Excerpt to read:
····················

Notwithstanding the foregoing, so long as the Proposed Director is a member of
the Board, nothing shall prohibit Relational and its respective affiliates and
associates, from (a) communicating with the Proposed Director, or (b) making a
request, suggestion or proposal to the Proposed Director or the Chairman of the
Board (and either the Proposed Director or the Chairman of the Board conveying
such request, proposal or suggestions to the Board), provided, however, in each
case, that such action will not result in the Company, Relational, or the
affiliates or associates of Relational being required to make any public
announcement or public disclosure as a result of 

                                      -2-
<PAGE>
 
such action. Nothing in this letter agreement shall prohibit or otherwise
prevent the Proposed Director from exercising his fiduciary duties to the
Company's stockholders as a director of the Company as required by applicable
law.

          This letter agreement shall be governed by, and construed in
accordance with, the internal laws of the State of Delaware, without giving
effect to the principles of conflicts of laws thereof.  Venue for any action to
enforce the provisions of this letter agreement shall be properly laid only in
any federal court in the State of Delaware; provided, however, if jurisdiction
or venue may not be properly laid in any federal court in the State of Delaware
then venue for any action to enforce the provisions of this letter agreement
shall be properly laid only in any state court in the State of Delaware.  It is
further understood and agreed that no failure or delay by the Company or
Relational in exercising any right, power or privilege under this letter
agreement shall operate as a waiver thereof, nor shall any single or partial
exercise thereof preclude any other or further exercise thereof or the exercise
of any right, power or privilege hereunder.  The parties hereto acknowledge that
money damages are an inadequate remedy for breach of this letter agreement
because of the difficulty of ascertaining the amount of damage that will be
suffered in the event that this letter agreement is breached.  Therefore, we
each agree that the parties to this letter agreement may obtain specific
performance of this letter agreement and injunctive or other equitable relief as
a remedy for any such breach, and each party further waives any requirement for
the securing or posting of any bond in connection with any such remedy.  Such
remedy shall not be deemed to be the exclusive remedy for breach of this letter
agreement, but shall be in addition to all other remedies available at law or
equity.  In the event that either party to this letter agreement believes that
the other party is in breach of this letter agreement, prior to commencing any
litigation with respect to such breach, the non-breaching party shall give
written notice of the alleged breach to the breaching party and provide the
breaching party with a reasonable opportunity to respond.  If any term,
provision, covenant or restriction of this letter agreement is held by a court
of competent jurisdiction to be invalid, void or unenforceable, the remainder of
the terms, provisions, covenants and restrictions of this agreement shall remain
in full force and effect and shall in no way be affected, impaired or
invalidated.  The agreements set forth in this letter agreement may be modified
or waived only by a separate writing between the Company and Relational
expressly so modifying or waiving such agreements.

····················

Information supplied:
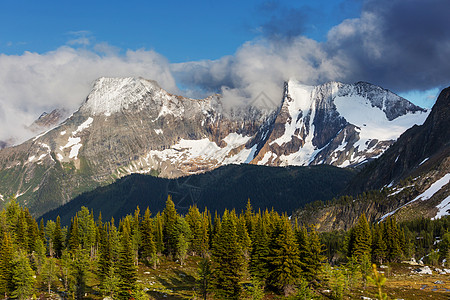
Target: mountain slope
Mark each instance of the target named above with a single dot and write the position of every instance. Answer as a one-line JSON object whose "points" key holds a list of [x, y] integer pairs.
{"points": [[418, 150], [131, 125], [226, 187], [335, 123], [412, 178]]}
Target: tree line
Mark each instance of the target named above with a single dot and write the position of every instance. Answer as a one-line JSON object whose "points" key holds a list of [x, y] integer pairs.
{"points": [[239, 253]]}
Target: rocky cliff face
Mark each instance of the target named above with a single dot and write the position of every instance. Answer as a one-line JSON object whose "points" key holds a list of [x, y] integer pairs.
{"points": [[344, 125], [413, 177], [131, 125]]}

····················

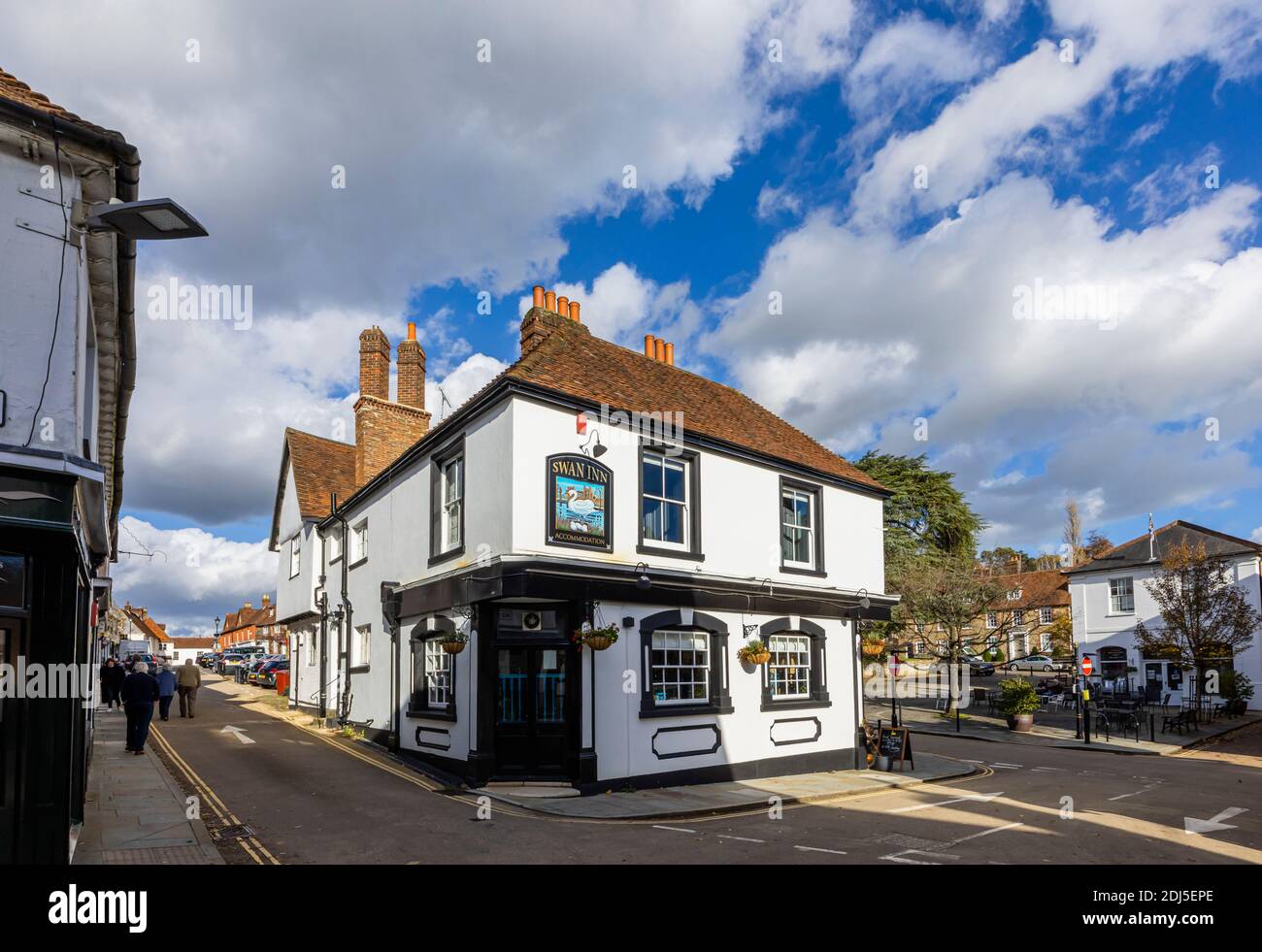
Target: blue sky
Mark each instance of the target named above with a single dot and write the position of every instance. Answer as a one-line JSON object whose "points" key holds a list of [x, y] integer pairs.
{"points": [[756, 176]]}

····················

Set exercise 1: Under the letter agreement excerpt, which laws govern the agreement?
Set exercise 2: According to the letter agreement excerpt, what kinds of parts of the agreement might a court hold to be invalid, void or unenforceable? List them all.
Set exercise 3: Write the next part of the letter agreement excerpt, starting after its final sentence.
The items are separate from the letter agreement excerpt.

Task output 1: The internal laws of the State of Delaware, without giving effect to its conflicts of laws principles.

Task output 2: Term, provision, covenant, restriction

Task output 3:
          If for any reason, other than a decision by the Proposed Director not
to stand for reelection, the Proposed Director is not nominated by the Board for
reelection to the Board at any meeting of the Company's stockholders where the
Proposed Director would otherwise stand for reelection, then this letter
agreement shall terminate (except for the provisions set forth in the "provided,
further," clause of numbered paragraph 3 of this letter agreement that are
intended to survive termination of this letter agreement) upon the decision by
the Board (or the Nominating Committee of the Board) not to renominate the
Proposed Director (which decision shall be communicated to the Proposed Director
in writing not later than the following business day).  Prior to becoming a
member of the Board, the Proposed Director shall deliver to the Board an
executed, undated letter of resignation in the form attached to this letter
agreement as Exhibit A.  Upon the good faith acceptance by the Board of such
letter of resignation (which acceptance shall be communicated in writing to the
Proposed Director no later than the following business day), this letter
agreement shall terminate (except for the provisions set forth in the "provided,
further," clause of numbered paragraph 3 of this letter agreement that are
intended to survive termination of this letter agreement).

                                      -3-
<PAGE>
 
          If you are in agreement with the foregoing, please so indicate by
signing and returning one copy of this letter agreement, which will constitute
our agreement with respect to the matters set forth herein.  This letter
agreement may be executed in two counterparts which together shall constitute a
single agreement.

                                   Very truly yours,

                                   NUEVO ENERGY COMPANY

                                   By:  /s/ Douglas L. Foshee
                                        --------------------------

Confirmed and Agreed to as of the
date first above written:

RELATIONAL INVESTORS, LLC,

on behalf of itself and its affiliates
and associates (including the
Proposed Director)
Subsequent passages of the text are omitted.